-- Information given follows --

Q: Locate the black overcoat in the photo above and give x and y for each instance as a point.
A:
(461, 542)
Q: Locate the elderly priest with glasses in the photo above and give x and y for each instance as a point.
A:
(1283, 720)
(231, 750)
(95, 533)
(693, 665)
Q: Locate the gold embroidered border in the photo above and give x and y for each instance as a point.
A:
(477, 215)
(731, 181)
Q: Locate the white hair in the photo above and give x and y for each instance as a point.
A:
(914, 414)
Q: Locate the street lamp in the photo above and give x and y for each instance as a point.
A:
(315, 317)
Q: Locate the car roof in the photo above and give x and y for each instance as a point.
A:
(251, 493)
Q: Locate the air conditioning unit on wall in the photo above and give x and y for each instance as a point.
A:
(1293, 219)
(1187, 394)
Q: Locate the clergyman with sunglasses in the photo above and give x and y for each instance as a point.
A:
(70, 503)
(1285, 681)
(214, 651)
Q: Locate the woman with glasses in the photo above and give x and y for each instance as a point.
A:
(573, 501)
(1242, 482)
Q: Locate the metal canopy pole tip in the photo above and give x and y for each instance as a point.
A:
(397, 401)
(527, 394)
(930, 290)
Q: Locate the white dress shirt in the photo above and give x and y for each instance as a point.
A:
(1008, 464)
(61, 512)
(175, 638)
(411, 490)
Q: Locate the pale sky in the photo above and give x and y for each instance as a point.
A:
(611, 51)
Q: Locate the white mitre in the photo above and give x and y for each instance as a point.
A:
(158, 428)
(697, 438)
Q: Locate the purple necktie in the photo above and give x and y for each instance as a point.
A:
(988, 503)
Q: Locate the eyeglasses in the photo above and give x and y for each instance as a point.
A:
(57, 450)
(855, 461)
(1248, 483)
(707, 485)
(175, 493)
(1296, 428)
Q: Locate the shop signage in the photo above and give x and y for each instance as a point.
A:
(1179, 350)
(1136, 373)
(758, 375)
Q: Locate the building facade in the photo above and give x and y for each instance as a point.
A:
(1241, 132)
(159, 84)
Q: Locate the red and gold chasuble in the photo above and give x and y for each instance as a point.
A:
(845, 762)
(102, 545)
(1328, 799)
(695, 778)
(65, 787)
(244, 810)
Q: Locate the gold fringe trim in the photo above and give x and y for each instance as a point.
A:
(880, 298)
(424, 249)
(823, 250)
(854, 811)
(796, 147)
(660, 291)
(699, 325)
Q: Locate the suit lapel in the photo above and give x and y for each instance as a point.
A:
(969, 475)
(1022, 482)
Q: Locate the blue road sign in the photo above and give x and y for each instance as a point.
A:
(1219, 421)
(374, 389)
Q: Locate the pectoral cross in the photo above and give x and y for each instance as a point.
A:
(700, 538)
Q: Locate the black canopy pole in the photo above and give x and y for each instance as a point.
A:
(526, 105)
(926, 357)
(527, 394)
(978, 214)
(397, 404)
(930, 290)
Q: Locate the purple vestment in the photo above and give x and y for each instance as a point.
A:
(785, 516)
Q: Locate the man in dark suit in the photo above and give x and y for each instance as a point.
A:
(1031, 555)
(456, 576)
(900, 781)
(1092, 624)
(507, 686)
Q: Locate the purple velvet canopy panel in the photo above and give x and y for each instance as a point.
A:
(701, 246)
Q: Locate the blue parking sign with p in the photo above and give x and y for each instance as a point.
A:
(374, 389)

-- Information given concluded --

**To do:** Everything starting at the line containing "Q: Locate the gold embroidered" and ending at the line containing "Q: Locate the street" in the records above should be repeated exactly, and only that.

**Solution to the problem:**
Q: Locate the gold embroidered border in the photo above and give x and y for each instance as a point.
A:
(477, 215)
(731, 181)
Q: Locate the white hair in the photo above and give x and y for each instance as a point.
A:
(914, 414)
Q: Locate the street lamp in the photo above and give x and y for each instance as a point.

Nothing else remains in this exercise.